→ TASK DIRECTIONS
Below are records; count the lines among them that include the string "strap", and state only the number.

[Region pointing data]
-------

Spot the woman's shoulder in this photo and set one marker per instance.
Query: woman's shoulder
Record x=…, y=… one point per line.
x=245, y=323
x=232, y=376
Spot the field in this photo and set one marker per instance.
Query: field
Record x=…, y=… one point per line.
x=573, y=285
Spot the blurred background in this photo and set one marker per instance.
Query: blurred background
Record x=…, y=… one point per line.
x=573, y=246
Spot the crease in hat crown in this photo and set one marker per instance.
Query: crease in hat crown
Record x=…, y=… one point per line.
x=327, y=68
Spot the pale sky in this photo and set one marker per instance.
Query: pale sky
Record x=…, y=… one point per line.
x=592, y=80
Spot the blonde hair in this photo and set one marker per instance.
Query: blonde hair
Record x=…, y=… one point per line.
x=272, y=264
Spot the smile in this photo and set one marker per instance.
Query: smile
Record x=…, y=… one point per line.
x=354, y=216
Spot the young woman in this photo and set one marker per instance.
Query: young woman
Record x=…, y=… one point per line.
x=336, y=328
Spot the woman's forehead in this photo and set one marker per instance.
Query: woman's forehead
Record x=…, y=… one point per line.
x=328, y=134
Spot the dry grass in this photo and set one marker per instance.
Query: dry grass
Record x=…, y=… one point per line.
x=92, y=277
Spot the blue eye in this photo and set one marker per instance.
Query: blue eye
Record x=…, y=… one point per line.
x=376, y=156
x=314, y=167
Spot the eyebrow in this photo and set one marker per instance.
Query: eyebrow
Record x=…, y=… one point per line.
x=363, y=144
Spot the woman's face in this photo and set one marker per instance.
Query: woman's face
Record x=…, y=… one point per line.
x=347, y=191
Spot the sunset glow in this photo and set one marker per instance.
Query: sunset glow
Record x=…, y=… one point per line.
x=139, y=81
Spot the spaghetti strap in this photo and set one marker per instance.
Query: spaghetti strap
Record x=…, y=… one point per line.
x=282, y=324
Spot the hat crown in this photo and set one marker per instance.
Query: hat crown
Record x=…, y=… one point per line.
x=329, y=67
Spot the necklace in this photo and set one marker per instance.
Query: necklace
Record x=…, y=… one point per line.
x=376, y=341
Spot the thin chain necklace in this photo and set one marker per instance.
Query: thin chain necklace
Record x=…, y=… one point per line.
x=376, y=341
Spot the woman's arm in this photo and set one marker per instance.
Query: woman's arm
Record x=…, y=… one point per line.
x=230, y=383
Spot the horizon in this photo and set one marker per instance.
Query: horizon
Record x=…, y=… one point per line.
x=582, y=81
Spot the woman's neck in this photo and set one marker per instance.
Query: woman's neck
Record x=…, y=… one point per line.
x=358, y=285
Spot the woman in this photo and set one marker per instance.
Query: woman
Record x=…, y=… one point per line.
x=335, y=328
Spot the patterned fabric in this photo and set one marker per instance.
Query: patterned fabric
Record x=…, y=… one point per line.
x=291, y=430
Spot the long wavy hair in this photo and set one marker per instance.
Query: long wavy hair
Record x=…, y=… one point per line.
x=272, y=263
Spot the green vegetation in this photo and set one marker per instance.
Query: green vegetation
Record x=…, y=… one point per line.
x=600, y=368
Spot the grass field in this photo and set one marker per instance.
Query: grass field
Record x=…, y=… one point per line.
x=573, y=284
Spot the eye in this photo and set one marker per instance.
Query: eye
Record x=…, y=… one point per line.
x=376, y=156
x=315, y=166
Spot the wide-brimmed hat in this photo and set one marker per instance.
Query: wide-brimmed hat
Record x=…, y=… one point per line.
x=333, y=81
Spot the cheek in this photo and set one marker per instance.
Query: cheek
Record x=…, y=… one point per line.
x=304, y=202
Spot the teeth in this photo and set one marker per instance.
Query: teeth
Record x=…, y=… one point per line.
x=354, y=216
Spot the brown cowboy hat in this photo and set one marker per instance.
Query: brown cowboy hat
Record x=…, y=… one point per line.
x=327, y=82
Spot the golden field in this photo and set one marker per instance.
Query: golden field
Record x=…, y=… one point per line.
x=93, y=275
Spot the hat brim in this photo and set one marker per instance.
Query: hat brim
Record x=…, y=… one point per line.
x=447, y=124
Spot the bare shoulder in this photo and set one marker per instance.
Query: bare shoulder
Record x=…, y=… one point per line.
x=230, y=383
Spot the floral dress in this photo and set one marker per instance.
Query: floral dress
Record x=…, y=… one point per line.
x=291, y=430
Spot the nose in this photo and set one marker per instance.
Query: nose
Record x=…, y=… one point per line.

-------

→ ANSWER TO THIS EXERCISE
2